■ STORED ROWS ■
━━━━━━━━━━

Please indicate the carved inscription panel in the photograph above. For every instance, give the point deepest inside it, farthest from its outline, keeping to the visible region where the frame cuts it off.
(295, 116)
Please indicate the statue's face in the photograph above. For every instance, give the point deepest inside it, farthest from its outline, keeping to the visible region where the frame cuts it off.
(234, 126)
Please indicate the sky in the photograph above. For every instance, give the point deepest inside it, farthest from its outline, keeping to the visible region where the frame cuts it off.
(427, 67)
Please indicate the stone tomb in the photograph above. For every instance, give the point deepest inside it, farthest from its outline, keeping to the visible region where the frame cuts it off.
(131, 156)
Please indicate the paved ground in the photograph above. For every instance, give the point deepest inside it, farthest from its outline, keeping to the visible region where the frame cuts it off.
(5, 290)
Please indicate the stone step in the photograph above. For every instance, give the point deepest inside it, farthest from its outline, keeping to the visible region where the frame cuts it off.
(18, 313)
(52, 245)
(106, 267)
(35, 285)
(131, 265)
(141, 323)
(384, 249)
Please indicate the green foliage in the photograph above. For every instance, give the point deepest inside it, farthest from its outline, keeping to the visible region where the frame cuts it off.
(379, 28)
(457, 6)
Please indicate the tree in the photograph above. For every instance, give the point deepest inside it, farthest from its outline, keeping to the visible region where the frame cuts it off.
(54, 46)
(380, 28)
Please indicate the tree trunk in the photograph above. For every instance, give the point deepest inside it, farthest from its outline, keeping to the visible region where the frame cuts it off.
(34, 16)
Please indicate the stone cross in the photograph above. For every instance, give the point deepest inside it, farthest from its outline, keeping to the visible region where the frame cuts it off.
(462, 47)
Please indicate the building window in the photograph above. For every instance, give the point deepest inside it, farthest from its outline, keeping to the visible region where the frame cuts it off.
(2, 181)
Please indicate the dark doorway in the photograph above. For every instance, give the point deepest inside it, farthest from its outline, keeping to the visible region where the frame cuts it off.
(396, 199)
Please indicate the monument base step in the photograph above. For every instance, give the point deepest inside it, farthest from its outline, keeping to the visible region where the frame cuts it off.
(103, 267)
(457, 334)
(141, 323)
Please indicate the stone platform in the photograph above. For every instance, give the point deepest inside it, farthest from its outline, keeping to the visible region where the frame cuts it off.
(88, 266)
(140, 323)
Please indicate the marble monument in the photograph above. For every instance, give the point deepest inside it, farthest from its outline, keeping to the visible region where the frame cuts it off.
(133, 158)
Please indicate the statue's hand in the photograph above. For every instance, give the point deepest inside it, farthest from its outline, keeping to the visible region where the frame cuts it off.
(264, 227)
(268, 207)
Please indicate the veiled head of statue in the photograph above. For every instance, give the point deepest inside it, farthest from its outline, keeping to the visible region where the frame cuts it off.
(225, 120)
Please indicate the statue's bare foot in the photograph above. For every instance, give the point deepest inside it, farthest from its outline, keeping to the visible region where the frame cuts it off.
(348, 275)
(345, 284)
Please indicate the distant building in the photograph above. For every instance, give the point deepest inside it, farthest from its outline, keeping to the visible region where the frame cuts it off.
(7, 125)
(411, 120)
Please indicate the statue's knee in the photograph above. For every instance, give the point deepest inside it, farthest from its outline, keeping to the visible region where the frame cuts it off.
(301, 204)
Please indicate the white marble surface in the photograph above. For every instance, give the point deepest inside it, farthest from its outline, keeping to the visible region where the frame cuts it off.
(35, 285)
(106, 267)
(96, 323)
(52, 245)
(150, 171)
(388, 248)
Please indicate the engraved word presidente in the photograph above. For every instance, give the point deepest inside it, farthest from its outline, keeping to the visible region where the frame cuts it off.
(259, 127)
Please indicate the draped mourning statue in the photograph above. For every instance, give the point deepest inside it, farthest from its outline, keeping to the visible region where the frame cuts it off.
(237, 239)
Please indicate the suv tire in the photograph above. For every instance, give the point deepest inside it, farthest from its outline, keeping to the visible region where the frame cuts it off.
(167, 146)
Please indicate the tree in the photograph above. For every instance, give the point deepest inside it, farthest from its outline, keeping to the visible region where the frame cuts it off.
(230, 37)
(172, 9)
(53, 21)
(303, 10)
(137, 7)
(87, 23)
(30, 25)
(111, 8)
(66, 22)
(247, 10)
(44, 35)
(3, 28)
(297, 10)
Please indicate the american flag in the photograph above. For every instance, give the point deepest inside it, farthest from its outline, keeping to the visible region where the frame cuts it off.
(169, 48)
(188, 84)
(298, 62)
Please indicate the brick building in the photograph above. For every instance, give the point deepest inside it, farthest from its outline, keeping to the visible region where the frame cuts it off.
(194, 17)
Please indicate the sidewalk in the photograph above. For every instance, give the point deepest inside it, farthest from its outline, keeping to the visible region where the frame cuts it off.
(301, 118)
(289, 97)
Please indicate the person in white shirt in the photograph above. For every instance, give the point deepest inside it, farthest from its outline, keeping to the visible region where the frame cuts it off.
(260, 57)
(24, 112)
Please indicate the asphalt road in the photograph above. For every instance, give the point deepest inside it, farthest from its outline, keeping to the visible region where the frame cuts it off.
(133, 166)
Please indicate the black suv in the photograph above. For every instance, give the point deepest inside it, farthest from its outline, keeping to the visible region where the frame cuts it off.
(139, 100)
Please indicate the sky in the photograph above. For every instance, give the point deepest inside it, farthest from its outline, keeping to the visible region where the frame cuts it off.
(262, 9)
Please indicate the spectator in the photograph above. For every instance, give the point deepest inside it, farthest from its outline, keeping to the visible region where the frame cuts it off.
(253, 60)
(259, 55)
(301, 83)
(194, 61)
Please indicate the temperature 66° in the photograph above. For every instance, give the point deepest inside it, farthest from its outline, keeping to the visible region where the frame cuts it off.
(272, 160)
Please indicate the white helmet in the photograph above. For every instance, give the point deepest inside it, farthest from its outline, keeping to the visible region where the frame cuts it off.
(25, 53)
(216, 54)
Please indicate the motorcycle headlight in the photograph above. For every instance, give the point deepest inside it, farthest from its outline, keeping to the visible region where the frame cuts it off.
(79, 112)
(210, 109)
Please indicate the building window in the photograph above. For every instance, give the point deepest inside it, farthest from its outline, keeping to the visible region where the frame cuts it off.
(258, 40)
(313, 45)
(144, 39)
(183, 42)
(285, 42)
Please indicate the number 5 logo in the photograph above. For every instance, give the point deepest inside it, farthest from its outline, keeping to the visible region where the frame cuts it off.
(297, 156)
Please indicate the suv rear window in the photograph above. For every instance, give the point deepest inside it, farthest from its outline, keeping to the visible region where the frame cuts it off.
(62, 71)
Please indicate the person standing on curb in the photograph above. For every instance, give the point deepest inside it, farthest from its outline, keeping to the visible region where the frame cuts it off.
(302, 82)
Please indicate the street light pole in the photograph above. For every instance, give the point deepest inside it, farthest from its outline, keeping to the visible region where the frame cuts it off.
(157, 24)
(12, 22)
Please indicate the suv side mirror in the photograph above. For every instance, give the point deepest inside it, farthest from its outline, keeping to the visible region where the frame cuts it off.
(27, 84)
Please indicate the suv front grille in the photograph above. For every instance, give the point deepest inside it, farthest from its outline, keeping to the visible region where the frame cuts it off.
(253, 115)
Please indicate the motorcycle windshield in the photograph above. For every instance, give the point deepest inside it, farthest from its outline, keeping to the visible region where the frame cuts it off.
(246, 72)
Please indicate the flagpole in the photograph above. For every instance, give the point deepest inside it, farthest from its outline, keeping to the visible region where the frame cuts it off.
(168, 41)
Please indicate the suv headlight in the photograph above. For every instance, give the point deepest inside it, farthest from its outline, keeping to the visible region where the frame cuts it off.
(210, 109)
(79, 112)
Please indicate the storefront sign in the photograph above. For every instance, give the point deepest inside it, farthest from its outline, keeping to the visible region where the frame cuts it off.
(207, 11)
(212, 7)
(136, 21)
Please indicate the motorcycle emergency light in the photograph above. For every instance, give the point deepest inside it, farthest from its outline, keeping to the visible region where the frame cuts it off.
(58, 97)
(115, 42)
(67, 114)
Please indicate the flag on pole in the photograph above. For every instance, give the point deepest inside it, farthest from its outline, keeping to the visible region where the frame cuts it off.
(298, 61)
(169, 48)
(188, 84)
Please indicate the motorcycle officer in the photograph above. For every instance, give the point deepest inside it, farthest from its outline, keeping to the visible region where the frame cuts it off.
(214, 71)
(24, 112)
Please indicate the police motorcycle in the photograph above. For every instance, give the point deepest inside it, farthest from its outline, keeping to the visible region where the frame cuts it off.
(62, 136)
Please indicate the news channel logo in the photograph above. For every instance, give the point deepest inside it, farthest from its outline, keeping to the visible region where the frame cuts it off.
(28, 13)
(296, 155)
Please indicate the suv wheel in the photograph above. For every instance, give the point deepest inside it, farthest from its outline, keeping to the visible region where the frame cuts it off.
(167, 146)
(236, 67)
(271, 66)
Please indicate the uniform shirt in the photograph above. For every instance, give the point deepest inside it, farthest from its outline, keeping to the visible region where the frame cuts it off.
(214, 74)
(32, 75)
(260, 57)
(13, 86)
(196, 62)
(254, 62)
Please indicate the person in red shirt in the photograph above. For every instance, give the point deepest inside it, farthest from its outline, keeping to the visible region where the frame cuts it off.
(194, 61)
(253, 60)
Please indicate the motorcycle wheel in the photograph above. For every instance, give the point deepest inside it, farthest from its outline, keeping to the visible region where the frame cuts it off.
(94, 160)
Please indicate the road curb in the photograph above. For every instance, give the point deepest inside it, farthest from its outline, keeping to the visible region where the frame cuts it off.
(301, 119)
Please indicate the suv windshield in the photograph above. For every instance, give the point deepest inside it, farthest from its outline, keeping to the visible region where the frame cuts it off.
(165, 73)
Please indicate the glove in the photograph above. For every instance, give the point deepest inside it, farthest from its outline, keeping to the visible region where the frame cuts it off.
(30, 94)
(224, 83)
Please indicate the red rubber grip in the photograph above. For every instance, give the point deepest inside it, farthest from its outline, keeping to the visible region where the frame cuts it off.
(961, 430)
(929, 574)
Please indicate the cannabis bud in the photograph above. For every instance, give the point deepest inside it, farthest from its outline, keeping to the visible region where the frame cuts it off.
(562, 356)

━━━━━━━━━━

■ GIVEN TASK ■
Reproduce precisely the span of lines that begins at the line containing "Please indicate the glove" and ends with the last line of the listing.

■ SOLUTION FOR THIS PROBLEM ■
Please indicate the glove in the photograph above. For every instance, give the point deepest inside it, farthest from its outline, keeping to the visible region where the frame cuts it off.
(30, 94)
(224, 83)
Please indicate the red rubber grip in the photograph above. For every instance, give the point deepest inside it, farthest from its outline, keeping to the visible region where the frame cuts it off.
(961, 430)
(929, 574)
Please indicate the cannabis bud in the photograph above. For every instance, give the point deepest inside it, farthest from its outline, keeping to the visible region where the frame cuts it off.
(562, 356)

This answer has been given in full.